[start of Document extract]

The problem is, manufacturing jobs aren’t what they used to be.
NELP’s report marshals data to show that although manufacturing jobs once paid a wage significantly higher than the U.S. average, the average factory worker actually made 7.7 percent below the median wage for all occupations in 2013. Today, more than 600,000 manufacturing workers make just $9.60 per hour or less. More than 1.5 million manufacturing workers—one out of every four—make $11.91 or less. And while there has been a particular resurgence in U.S. auto manufacturing jobs since 2009, auto wages have declined even faster than manufacturing pay as a whole. The rise of temp jobs in manufacturing is a key reason for the decline in job quality, with these jobs offering fewer benefits and generally worse working conditions in addition to the lower wages.
In the New York Times, study co-author Catherine Ruckelshaus points to the substantial subsidies that the federal, state, and local governments have offered companies in an effort to lure factories and manufacturing jobs. “If you are getting a tax break or a subsidy, we should make sure those jobs are good jobs,” Ruckelshaus asserts. It’s a critical point, given the way subsidies can deplete already-strained public budgets in pursuit of “good jobs” that never quite materialize. The conclusion, stated more explicitly in some of NELP's other work, is that public subsidies and tax breaks should be tied to concrete measures of job quality, with an opportunity for the subsidy to be rescinded if the promised well-paying positions aren’t generated. Living wage laws are one proven way to do this.
Yet the declining quality of manufacturing jobs also has deeper implications.

[end of Document extract]

What is asked
(1) According to the passage on manufacturing jobs, how did the average factory worker's pay compare with the median wage for all occupations in 2013?
(2) Please add 58 to every coordinate in the answers and write the records out again, requests included, from the start of the records through the line that contains "point(582, 578)", inclusive.

[start of Stored rows]

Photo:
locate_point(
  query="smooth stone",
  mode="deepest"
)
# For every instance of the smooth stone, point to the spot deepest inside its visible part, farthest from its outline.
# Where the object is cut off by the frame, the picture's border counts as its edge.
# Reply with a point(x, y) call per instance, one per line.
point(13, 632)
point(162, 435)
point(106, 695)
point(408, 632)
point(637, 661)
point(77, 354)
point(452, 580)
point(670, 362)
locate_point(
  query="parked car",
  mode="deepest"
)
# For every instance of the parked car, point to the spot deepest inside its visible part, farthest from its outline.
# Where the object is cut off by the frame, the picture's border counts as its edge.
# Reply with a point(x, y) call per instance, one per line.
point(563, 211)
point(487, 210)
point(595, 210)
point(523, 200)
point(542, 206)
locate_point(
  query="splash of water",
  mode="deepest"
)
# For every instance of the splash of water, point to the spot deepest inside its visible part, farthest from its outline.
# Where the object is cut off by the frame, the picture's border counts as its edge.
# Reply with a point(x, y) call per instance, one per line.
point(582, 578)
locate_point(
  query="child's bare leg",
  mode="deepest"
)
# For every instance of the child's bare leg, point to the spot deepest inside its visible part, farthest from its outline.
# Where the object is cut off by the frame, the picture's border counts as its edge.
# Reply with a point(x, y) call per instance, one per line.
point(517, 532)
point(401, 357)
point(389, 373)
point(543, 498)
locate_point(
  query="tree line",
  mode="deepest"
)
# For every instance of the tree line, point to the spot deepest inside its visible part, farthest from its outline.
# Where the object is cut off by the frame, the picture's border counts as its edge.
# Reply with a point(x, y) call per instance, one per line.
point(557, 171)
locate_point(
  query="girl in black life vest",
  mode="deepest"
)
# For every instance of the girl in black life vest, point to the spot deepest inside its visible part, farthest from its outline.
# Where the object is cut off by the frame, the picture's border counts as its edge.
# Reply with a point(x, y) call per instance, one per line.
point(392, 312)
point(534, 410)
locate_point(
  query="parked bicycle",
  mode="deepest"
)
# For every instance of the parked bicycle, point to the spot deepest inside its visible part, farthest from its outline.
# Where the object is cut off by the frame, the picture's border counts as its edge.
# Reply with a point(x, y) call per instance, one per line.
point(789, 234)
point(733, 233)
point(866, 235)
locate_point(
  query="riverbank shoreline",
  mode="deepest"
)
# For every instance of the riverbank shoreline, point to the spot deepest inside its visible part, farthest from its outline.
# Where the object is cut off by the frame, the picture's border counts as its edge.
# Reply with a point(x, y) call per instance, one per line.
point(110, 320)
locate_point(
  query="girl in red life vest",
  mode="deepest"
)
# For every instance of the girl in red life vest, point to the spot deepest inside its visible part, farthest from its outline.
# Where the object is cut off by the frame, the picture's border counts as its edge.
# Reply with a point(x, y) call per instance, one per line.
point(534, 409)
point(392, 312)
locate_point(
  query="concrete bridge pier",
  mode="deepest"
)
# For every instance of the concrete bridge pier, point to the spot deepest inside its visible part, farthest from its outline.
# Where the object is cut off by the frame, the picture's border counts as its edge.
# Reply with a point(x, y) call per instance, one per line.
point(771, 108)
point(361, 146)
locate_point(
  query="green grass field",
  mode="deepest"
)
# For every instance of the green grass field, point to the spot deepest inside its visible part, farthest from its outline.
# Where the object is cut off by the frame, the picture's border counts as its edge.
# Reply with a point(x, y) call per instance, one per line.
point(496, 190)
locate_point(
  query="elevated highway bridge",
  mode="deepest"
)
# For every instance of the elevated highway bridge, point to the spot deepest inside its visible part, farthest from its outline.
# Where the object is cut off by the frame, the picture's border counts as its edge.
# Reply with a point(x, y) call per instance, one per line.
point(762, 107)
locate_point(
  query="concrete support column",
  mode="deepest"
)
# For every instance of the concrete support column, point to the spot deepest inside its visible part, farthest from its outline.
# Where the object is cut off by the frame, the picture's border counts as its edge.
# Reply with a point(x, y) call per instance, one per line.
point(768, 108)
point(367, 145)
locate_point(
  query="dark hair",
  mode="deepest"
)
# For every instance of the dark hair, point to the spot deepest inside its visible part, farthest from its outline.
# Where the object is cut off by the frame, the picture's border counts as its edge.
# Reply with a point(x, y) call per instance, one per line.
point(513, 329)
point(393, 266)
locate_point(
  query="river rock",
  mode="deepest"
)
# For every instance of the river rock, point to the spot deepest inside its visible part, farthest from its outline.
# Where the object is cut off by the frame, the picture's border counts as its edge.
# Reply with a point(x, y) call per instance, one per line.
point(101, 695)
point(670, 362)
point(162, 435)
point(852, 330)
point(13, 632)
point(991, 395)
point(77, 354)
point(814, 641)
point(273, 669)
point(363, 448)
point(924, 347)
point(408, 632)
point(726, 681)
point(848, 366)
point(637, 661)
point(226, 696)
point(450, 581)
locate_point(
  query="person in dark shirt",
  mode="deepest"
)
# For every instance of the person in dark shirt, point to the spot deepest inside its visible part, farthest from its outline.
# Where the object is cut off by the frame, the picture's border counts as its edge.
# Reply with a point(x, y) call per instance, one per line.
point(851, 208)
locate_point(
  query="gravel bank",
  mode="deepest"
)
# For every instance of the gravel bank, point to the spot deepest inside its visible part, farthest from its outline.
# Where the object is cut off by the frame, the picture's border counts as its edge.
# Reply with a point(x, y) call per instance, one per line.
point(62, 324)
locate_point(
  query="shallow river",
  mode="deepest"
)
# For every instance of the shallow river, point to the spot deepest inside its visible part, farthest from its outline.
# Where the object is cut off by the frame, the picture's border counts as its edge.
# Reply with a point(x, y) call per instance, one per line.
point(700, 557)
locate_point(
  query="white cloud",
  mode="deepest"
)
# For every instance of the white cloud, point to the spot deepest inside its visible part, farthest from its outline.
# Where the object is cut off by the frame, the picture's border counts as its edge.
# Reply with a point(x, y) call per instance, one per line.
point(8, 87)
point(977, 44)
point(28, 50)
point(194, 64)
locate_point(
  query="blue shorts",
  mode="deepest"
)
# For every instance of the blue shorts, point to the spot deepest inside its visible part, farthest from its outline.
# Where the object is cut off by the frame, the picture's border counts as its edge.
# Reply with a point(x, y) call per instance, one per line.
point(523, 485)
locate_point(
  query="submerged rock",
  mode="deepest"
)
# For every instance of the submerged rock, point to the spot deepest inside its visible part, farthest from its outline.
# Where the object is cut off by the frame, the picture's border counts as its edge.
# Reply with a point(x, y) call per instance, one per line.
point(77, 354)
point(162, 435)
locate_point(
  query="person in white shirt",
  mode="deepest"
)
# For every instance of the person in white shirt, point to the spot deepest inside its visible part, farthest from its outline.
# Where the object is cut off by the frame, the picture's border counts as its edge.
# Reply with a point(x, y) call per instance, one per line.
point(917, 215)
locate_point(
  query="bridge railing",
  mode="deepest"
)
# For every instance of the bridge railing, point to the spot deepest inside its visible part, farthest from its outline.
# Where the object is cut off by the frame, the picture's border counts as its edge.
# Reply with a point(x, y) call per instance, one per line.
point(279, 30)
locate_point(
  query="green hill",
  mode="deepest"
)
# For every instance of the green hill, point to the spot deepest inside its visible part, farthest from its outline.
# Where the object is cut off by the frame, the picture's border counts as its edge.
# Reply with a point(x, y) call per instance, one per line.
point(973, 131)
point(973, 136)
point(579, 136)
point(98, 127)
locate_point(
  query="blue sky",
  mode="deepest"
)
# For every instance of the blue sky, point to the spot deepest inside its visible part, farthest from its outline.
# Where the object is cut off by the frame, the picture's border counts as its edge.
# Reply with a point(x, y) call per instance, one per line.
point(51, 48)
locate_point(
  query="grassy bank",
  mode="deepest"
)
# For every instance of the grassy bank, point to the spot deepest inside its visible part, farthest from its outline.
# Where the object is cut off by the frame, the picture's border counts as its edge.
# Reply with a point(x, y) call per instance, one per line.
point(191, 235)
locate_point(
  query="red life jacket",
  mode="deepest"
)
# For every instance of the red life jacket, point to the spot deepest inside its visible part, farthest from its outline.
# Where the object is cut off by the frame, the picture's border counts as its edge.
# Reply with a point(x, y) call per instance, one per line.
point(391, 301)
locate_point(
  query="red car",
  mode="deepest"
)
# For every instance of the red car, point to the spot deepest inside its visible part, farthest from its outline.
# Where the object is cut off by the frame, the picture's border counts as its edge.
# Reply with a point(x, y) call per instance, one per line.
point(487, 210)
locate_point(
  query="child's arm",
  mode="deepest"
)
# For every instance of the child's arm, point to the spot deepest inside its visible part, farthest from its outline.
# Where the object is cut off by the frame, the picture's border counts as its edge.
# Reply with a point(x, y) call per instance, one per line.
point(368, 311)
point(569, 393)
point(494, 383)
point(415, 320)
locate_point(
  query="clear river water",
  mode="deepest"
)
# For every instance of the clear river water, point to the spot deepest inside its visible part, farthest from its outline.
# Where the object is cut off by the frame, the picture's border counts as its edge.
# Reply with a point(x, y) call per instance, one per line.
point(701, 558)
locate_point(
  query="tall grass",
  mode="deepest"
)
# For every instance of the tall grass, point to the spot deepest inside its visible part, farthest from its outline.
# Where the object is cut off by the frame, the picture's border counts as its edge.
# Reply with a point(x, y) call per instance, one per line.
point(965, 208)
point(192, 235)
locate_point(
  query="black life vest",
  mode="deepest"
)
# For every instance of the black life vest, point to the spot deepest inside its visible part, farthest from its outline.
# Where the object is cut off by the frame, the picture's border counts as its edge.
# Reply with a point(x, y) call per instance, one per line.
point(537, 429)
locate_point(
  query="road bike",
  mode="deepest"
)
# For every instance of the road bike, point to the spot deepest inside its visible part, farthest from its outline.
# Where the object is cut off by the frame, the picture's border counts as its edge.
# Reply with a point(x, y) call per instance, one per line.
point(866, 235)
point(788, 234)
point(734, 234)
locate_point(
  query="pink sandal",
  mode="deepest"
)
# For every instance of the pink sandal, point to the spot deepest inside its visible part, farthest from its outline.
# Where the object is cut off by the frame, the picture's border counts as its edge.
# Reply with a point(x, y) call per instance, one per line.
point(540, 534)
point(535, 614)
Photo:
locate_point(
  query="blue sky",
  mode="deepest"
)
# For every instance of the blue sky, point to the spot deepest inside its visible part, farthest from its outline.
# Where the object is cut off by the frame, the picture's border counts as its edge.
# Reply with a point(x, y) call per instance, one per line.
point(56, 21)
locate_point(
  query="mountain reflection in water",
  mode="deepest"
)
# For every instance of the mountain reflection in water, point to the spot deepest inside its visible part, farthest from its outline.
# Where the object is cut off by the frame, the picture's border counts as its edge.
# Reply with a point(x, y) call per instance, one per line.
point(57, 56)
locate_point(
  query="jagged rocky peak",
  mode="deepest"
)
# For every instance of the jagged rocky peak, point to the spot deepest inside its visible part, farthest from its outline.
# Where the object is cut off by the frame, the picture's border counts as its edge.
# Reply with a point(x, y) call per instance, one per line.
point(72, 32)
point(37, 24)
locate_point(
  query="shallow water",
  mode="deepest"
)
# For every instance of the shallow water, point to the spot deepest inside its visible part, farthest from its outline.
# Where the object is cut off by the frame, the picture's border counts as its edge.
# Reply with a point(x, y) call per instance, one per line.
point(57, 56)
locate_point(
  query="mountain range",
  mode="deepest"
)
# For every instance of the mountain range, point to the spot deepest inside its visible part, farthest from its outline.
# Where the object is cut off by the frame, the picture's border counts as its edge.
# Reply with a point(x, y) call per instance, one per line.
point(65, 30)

[end of Stored rows]

Solution set
(1) It was 7.7 percent below the median wage for all occupations.

(2)
Photo:
locate_point(
  query="smooth stone",
  mode="deepest"
)
# For every instance of the smooth stone, point to the spot deepest inside its visible part, farthest from its outline.
# Where the object is cut off by the frame, the picture's border counts as its edge.
# Reply with a point(x, y) call per instance, one per line.
point(71, 690)
point(220, 493)
point(164, 753)
point(466, 690)
point(695, 719)
point(135, 412)
point(510, 638)
point(728, 420)
locate_point(
  query="parked car",
  mode="deepest"
)
# For every instance of the parked car, point to the spot deepest inside its visible part, farthest from its outline.
# Where the object is cut off by the frame, the picture's border counts as its edge.
# Reply with a point(x, y) call per instance, one per line.
point(621, 269)
point(545, 268)
point(653, 268)
point(581, 258)
point(600, 264)
locate_point(
  query="splash of water",
  mode="deepest"
)
# For every instance of the splash of water, point to the spot deepest inside its visible part, farthest from its outline.
# Where the object is cut off by the frame, the picture's border counts as its edge.
# Reply with a point(x, y) call per instance, one per line.
point(640, 636)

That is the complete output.